DATA SHOWN:
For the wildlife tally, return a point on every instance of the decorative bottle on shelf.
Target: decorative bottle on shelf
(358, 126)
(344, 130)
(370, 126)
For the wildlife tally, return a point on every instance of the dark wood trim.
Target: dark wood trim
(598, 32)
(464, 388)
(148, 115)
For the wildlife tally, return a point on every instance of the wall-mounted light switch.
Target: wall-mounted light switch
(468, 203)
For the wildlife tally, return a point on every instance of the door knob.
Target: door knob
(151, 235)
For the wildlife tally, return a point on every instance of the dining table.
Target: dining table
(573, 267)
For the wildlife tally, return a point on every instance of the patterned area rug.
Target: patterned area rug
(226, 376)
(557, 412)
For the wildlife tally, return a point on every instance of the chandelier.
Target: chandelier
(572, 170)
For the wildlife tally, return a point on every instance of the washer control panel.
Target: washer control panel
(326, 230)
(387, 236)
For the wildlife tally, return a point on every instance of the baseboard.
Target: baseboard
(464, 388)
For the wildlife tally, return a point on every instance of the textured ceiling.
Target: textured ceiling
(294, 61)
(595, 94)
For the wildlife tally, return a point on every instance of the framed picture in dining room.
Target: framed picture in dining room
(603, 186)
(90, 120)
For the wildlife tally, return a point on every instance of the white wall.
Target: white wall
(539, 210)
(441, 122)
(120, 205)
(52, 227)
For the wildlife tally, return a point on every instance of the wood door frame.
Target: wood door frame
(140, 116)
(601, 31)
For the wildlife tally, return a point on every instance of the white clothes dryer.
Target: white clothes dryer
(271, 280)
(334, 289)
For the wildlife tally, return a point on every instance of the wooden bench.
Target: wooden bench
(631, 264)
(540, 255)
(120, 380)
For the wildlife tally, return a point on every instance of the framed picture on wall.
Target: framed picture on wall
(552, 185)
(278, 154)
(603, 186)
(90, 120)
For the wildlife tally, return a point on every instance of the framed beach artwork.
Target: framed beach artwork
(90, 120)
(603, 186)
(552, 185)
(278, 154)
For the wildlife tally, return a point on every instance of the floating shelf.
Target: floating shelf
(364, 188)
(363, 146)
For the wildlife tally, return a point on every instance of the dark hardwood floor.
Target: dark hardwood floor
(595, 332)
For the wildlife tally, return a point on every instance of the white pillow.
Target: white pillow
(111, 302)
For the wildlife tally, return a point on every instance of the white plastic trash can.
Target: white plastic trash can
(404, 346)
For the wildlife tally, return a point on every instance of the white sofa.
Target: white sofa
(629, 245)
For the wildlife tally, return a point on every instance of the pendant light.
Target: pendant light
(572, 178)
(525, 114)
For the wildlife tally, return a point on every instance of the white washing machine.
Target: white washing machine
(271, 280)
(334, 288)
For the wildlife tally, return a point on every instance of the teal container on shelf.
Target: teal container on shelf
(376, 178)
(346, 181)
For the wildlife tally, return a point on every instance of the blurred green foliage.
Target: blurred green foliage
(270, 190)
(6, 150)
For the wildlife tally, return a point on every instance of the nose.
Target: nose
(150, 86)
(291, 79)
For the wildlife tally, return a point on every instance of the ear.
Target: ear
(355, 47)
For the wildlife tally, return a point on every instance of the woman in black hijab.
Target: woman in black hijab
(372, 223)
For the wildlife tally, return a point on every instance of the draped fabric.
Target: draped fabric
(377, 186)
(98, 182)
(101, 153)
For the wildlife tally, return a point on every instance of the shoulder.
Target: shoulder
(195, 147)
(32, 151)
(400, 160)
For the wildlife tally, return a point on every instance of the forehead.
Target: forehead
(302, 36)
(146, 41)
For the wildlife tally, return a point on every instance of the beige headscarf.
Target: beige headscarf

ASSIGNMENT:
Once you have read the records above, please copy them out exactly.

ANSWER:
For the wildlife tally, return a point on every instance of the decorative bottle on shelf.
Target: decorative bottle on shelf
(358, 126)
(344, 130)
(370, 126)
For the wildlife tally, return a point on every instance of the dark wood trim.
Target: dark wood trim
(598, 32)
(464, 388)
(148, 115)
For the wildlife tally, return a point on every instance of the wall-mounted light switch.
Target: wall-mounted light switch
(468, 203)
For the wildlife tally, return a point on every instance of the door knob.
Target: door knob
(151, 235)
For the wildlife tally, return a point on every instance of the dining table.
Target: dining table
(573, 267)
For the wildlife tally, return a point on every instance of the patterned area rug.
Target: patterned area rug
(226, 376)
(557, 412)
For the wildlife tally, return a point on every instance of the chandelier.
Target: chandelier
(572, 170)
For the wildlife tally, return a point on every instance of the washer control panel.
Target: washer control panel
(326, 230)
(387, 236)
For the wildlife tally, return a point on every instance of the baseboard.
Target: baseboard
(464, 388)
For the wildlife tally, return a point on every instance of the textured ceiling.
Target: textured ceiling
(294, 61)
(595, 94)
For the wildlife tally, return a point on every instance of the framed picture in dining room.
Target: framed picture in dining room
(603, 186)
(90, 120)
For the wildlife tally, return a point on every instance of the white wall.
Target: white wall
(539, 210)
(441, 122)
(120, 205)
(52, 227)
For the wildlife tally, return a point on every instance of the wood door frame.
Target: wood door frame
(140, 116)
(601, 31)
For the wildlife tally, return a point on every instance of the white clothes dryer.
Target: white clothes dryer
(271, 280)
(334, 289)
For the wildlife tally, return a point on every instance of the wooden bench.
Target: wooden bench
(631, 264)
(540, 255)
(120, 380)
For the wildlife tally, return a point on every instance of the framed picture on wall.
Target: framed picture on wall
(552, 185)
(278, 154)
(603, 186)
(90, 120)
For the wildlife tally, return a point on every instance of the framed beach artwork.
Target: framed beach artwork
(90, 120)
(603, 186)
(552, 185)
(278, 154)
For the wildlife tally, return a point on every instance of the floating shelf.
Target: floating shelf
(364, 188)
(363, 146)
For the wildlife tally, return a point on every instance of the dark hardwood floor.
Target: dark hardwood floor
(595, 332)
For the wildlife tally, return a point on every instance of the white pillow.
Target: white pillow
(111, 302)
For the wildlife tally, return a point on every instance of the white plastic trash can.
Target: white plastic trash can
(404, 346)
For the wildlife tally, return a point on every instance of the white sofa.
Target: white sofa
(629, 245)
For the wildlife tally, return a point on every instance of the pendant light.
Target: pendant light
(572, 178)
(525, 114)
For the wildlife tally, return a point on every instance of the white washing machine.
Target: white washing machine
(271, 280)
(334, 288)
For the wildlife tally, return a point on every instance of the teal container on shelf.
Target: teal container on shelf
(376, 178)
(346, 181)
For the wildlife tally, return a point on every instance of the blurred green foliage.
Target: blurred green foliage
(270, 190)
(6, 150)
For the wildlife tally, return a point on every instance of the nose.
Target: nose
(150, 86)
(291, 79)
For the wildlife tally, return a point on every instance of the ear.
Target: ear
(355, 47)
For the wildlife tally, return a point on every instance of the woman in black hijab.
Target: woman in black hijab
(372, 223)
For the wildlife tally, return a point on every instance of the draped fabric.
Target: draped fabric
(377, 186)
(98, 182)
(101, 153)
For the wildlife tally, return a point on every instance of the shoulder.
Target: shoulder
(195, 147)
(32, 151)
(400, 160)
For the wildlife tally, return a point on every instance of the forehead.
Target: forehead
(302, 36)
(146, 41)
For the wildlife tally, return a point on every instance of the beige headscarf.
Target: beige headscarf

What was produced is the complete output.